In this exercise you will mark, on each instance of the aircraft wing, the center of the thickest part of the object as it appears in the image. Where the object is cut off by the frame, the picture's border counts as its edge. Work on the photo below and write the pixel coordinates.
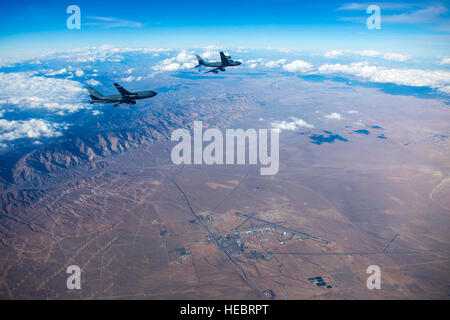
(213, 70)
(122, 90)
(223, 58)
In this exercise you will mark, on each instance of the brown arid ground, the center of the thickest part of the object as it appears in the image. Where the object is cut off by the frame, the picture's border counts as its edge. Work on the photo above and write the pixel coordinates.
(143, 228)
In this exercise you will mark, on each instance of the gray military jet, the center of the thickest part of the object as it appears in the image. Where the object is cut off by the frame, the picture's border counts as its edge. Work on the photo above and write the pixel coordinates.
(217, 66)
(124, 97)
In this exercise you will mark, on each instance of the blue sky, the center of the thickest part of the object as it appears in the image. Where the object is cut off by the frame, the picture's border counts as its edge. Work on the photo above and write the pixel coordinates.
(414, 28)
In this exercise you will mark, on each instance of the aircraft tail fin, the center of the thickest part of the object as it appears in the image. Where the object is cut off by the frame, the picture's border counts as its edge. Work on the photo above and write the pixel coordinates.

WORK TASK: The reply should hold every record, unchanged, and no pictures.

WRITTEN SOLUTION:
In this exercise you will mark, on each instance of the aircraft wing, the center of the thickest part of the object as it appears in the image. Where the object is cut off by the frame, the picture's border counts as its edge. Work on the photo below and write the pixel coordinates.
(213, 70)
(122, 90)
(223, 58)
In this exercise you will mark, on each instance of the brown arid ground, the center of the thickest part of the object as it appears in the image. Where the object is cut off by the frame, the picture's border counts as its edge. Work on the photo above and write the pixel coordinates.
(143, 228)
In this exercise you will mark, on each instance of the gray military jet, the center of the thickest part of the object as it appears in the image. Where the object is cut off by the frame, the picture's border counts as its edge. Work on the photo above and write the pixel coordinates.
(217, 66)
(124, 97)
In this exercise you will mark, on each instance of the blue sky, the center of the thickest part of the object as it appears in the image. Where the object is cut off by the frame, the picture's border counts as its edge. Work on the photo above and write the pixel coordinates.
(414, 28)
In this exercise you will mark, on each instance of the aircraft tail fin, the center of the thickest part of the object as it appears in the image. Where the object is cut off by the frame, the picture's border counts as its edge. Work on the photo above and write the pixel coordinates.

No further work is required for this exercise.